__Goal of the exercise__
Nothing outside the range is to be copied. From the entries below, reproduce exactly the lines starting at the one with "Target: yellow eye" and ending at the one with "Q: Indicate one point per instance of the grass", without pictures.

________________________

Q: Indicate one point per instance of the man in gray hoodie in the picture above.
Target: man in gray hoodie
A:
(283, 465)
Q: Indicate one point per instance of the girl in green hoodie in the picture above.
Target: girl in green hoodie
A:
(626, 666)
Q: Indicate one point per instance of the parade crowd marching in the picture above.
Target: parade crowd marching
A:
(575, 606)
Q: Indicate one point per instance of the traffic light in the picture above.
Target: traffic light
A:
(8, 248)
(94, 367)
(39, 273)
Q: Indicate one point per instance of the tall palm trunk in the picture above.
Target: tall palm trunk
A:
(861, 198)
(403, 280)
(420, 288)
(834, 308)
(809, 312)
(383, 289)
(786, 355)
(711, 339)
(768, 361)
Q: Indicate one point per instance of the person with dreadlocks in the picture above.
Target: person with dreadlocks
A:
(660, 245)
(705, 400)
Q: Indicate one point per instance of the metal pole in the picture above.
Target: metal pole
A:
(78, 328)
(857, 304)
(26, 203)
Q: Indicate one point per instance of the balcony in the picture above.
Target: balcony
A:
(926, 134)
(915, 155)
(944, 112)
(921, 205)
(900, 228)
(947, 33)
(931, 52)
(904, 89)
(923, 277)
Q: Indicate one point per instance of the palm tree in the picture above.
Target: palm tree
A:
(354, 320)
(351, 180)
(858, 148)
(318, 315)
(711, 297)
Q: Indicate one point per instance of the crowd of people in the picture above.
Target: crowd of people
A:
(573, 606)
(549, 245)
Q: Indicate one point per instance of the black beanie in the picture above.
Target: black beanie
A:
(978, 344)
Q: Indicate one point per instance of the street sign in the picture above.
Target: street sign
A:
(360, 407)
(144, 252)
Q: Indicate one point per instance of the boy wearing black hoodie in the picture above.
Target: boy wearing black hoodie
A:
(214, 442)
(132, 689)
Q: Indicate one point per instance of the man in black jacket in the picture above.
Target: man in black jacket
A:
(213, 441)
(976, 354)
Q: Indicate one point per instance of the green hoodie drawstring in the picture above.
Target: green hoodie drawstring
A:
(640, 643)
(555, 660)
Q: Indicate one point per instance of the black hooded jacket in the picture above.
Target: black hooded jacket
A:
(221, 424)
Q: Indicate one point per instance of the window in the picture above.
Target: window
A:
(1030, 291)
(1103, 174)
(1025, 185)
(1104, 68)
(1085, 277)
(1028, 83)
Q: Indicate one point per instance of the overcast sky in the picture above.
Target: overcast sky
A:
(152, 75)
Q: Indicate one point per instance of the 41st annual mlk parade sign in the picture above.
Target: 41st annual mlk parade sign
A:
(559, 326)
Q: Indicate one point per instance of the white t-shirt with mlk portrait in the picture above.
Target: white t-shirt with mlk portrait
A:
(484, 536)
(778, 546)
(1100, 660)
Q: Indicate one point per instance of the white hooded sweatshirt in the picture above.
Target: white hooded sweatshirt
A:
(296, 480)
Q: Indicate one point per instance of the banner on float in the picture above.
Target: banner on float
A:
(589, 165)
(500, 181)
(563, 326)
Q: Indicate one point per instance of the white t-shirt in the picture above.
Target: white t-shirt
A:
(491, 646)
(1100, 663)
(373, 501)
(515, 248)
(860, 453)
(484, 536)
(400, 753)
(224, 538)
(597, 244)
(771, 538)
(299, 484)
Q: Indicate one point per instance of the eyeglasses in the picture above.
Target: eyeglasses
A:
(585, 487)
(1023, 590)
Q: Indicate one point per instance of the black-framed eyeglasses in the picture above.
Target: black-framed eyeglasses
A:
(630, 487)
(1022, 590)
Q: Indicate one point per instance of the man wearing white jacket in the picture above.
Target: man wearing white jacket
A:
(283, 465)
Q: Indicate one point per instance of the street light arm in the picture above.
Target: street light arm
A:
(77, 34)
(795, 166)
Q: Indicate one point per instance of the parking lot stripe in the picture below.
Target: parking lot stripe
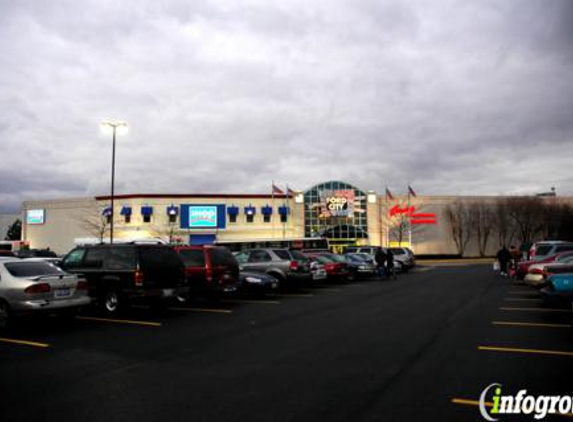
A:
(471, 402)
(262, 302)
(527, 351)
(524, 293)
(535, 309)
(120, 321)
(24, 342)
(530, 324)
(208, 310)
(521, 299)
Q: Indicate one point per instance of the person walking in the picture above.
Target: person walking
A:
(390, 272)
(503, 256)
(380, 259)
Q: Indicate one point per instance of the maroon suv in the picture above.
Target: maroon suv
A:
(209, 268)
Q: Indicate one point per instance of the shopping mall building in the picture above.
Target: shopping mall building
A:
(342, 213)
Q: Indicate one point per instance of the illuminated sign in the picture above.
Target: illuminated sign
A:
(337, 203)
(203, 216)
(35, 217)
(410, 212)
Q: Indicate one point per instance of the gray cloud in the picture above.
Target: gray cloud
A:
(455, 97)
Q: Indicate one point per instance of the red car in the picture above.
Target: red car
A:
(335, 268)
(523, 267)
(209, 268)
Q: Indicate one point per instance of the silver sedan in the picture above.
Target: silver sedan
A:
(28, 287)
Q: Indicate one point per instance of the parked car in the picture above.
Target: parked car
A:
(120, 274)
(288, 266)
(28, 287)
(559, 288)
(541, 250)
(255, 282)
(335, 265)
(360, 265)
(405, 257)
(35, 253)
(209, 268)
(523, 267)
(537, 272)
(317, 270)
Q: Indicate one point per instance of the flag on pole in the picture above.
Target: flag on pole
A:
(276, 190)
(389, 195)
(411, 191)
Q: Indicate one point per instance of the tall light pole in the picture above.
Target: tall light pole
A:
(119, 127)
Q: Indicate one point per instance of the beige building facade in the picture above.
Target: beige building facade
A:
(338, 211)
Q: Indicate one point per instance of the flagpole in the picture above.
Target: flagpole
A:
(287, 217)
(273, 205)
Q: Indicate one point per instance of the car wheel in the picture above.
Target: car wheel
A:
(5, 316)
(111, 302)
(68, 315)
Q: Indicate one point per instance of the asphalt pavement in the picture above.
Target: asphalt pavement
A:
(421, 348)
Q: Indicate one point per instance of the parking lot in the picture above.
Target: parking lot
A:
(420, 348)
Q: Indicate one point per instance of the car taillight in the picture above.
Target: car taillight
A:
(82, 285)
(139, 278)
(37, 289)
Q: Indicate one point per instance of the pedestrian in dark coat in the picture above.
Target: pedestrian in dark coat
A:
(380, 258)
(390, 264)
(503, 256)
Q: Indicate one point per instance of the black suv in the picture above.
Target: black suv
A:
(120, 274)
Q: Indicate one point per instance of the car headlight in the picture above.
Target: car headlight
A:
(253, 280)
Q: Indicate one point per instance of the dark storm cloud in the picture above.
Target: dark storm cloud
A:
(454, 97)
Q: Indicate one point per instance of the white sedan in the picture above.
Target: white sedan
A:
(29, 287)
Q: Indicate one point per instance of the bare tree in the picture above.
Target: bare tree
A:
(93, 221)
(482, 217)
(527, 214)
(461, 225)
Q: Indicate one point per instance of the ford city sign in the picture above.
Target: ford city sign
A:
(202, 216)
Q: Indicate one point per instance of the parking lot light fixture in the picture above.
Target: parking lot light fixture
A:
(113, 127)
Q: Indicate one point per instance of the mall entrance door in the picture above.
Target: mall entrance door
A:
(343, 236)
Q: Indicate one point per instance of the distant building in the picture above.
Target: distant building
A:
(335, 210)
(6, 220)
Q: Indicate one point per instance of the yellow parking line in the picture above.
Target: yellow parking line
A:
(535, 309)
(263, 302)
(527, 351)
(208, 310)
(530, 324)
(24, 342)
(121, 321)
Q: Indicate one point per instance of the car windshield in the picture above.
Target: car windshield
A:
(32, 269)
(323, 259)
(299, 256)
(397, 251)
(337, 258)
(543, 250)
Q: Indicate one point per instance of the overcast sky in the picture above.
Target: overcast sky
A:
(455, 97)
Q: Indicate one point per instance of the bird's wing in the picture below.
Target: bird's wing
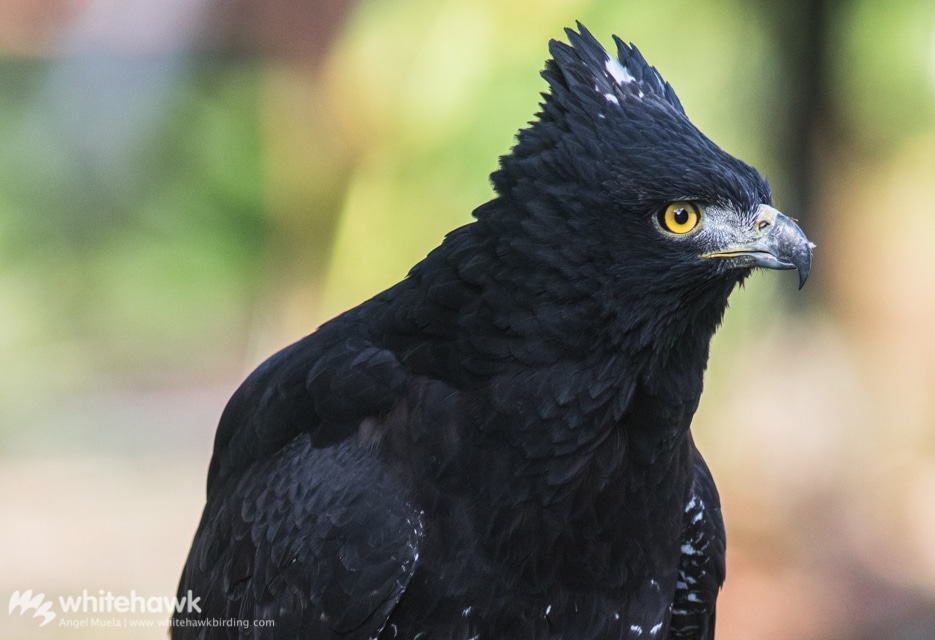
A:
(702, 565)
(317, 542)
(304, 526)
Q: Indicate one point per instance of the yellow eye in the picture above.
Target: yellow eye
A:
(681, 217)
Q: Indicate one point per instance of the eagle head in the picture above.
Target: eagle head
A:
(613, 171)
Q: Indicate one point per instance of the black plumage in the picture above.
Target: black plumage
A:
(499, 445)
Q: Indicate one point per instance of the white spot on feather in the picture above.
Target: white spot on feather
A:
(619, 72)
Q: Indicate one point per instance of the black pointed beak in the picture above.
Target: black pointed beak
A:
(779, 243)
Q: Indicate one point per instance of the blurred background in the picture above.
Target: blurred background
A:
(188, 185)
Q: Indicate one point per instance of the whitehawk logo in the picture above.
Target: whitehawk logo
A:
(26, 601)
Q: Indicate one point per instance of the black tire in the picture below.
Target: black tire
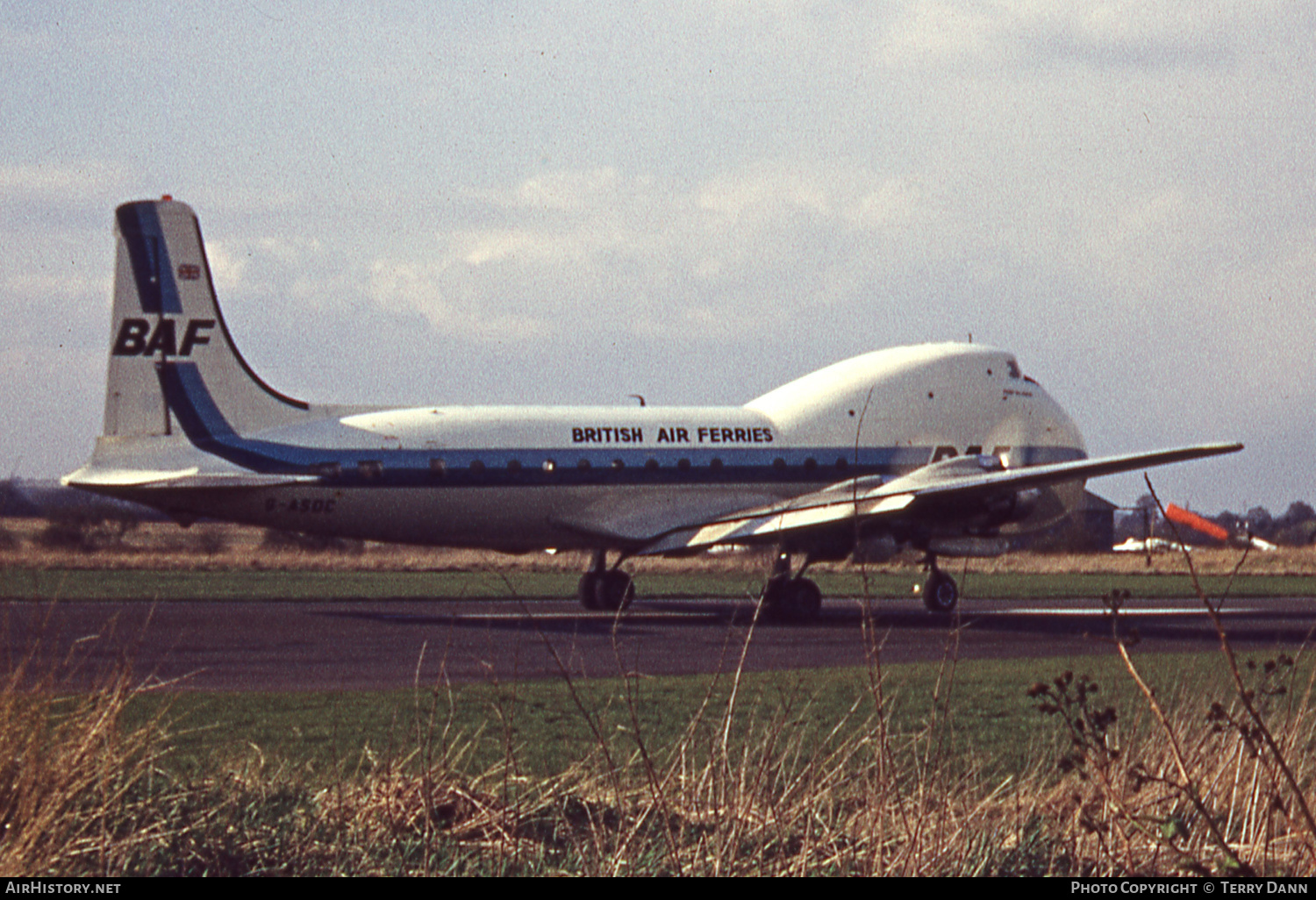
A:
(587, 591)
(803, 600)
(940, 592)
(791, 600)
(613, 591)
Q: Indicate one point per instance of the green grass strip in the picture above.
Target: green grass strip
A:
(294, 584)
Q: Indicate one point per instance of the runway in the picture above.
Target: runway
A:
(383, 644)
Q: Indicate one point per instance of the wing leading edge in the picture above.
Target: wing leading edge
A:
(868, 499)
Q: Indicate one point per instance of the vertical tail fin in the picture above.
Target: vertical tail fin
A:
(166, 323)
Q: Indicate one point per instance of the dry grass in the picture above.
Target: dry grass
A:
(1191, 787)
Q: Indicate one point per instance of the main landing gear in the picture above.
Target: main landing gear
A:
(940, 591)
(791, 599)
(605, 589)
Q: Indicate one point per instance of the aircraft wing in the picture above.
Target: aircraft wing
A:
(968, 479)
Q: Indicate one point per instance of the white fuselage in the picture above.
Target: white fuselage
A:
(520, 478)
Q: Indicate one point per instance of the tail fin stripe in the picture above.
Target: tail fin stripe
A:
(205, 425)
(139, 225)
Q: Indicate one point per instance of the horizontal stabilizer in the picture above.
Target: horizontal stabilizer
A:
(182, 478)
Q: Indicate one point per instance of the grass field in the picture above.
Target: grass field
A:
(163, 562)
(1102, 766)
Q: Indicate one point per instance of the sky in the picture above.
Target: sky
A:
(697, 202)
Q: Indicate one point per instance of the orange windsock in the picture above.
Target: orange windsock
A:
(1195, 521)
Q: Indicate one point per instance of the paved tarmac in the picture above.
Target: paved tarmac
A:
(386, 644)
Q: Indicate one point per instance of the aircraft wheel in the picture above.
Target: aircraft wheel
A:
(940, 592)
(613, 591)
(802, 600)
(587, 591)
(791, 600)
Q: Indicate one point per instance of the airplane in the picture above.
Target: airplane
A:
(945, 447)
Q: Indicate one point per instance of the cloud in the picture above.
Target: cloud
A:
(1095, 33)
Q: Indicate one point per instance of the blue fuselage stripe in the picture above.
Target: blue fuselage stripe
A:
(205, 425)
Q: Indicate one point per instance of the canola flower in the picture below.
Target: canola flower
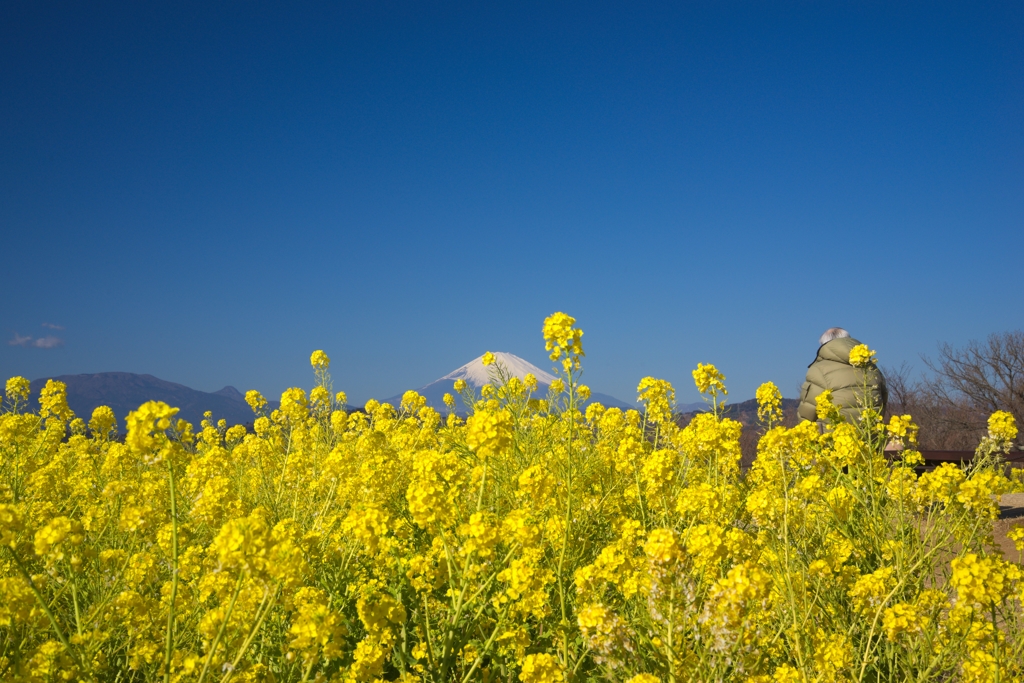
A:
(861, 356)
(529, 541)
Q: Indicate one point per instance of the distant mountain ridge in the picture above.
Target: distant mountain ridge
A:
(476, 375)
(124, 392)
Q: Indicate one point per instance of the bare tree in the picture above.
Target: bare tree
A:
(969, 384)
(945, 425)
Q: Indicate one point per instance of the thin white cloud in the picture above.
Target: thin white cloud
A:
(48, 341)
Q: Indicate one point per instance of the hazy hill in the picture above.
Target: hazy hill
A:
(126, 391)
(476, 375)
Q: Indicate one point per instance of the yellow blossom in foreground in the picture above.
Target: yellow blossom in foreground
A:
(861, 356)
(532, 541)
(541, 669)
(17, 389)
(709, 380)
(769, 402)
(320, 360)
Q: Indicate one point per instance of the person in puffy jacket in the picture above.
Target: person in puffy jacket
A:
(832, 370)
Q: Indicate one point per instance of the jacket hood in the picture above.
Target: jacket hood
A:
(837, 349)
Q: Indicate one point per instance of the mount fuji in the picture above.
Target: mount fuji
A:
(476, 375)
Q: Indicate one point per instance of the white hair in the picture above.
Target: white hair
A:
(833, 333)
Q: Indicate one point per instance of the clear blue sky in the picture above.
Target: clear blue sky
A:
(209, 191)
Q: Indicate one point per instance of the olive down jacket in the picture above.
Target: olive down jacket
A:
(832, 370)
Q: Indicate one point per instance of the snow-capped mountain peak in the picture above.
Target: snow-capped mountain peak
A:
(476, 374)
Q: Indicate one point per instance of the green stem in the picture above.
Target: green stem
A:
(43, 605)
(220, 631)
(272, 596)
(169, 642)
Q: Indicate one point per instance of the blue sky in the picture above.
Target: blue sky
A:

________________________

__Output for this exercise__
Target: yellow eye
A:
(681, 217)
Q: Indicate one point per instance of the eagle head in the picture above.
Target: eagle head
A:
(613, 171)
Q: Indicate one point per instance of the black plumage in the picture above.
Target: black plumage
A:
(499, 445)
Q: Indicate one point per instance of the white spot on feather in the picture above.
Target: white spot on feather
A:
(619, 72)
Q: Indicate one point per instance of the black pointed beak in the picture above.
Target: black pointed beak
A:
(779, 243)
Q: Indicate one point per instance of the blurred background in the picture above.
Target: blurred background
A:
(188, 185)
Q: Indicate one point per instance of the whitehawk logo in the picture above.
Target: whitehawk logo
A:
(26, 601)
Q: Indicate one point per instance of the black tire in the picture below.
Target: black tire
A:
(587, 591)
(803, 600)
(940, 592)
(791, 600)
(613, 591)
Q: Indicate one point per instance of the green grass strip in the picture above.
Target: green grass strip
A:
(294, 584)
Q: Indicate one point per instance of the runway in the picture above.
Target: runway
A:
(383, 644)
Q: Indicate one point per instance of the wing leading edge in the picture above.
Target: wing leading edge
A:
(868, 499)
Q: Indicate one point per instance of the vertical tail fin in the picture above.
Target: vertical tail fin
A:
(166, 323)
Q: Indicate one point per instance of the dry grass in the picture above.
Target: dry grass
A:
(1191, 787)
Q: Indicate one point per instance of the main landing gear in the picture above.
Target: main landing gear
A:
(940, 591)
(791, 599)
(605, 589)
Q: Indicate one point per instance of the aircraft wing in the picture above.
Target: aircraft wing
A:
(968, 479)
Q: Indicate one point per instance of the white fuselage in the picture above.
Target: white fuselage
A:
(520, 478)
Q: Indicate one point per instance of the tail fin stripe in the picture above.
Target: tail fin stripe
A:
(205, 425)
(139, 225)
Q: Indicate one point per instance of the horizontal stabilizer in the picture above.
Target: horizontal stabilizer
A:
(182, 478)
Q: Indicate one point per instance of the grass field in the picture above.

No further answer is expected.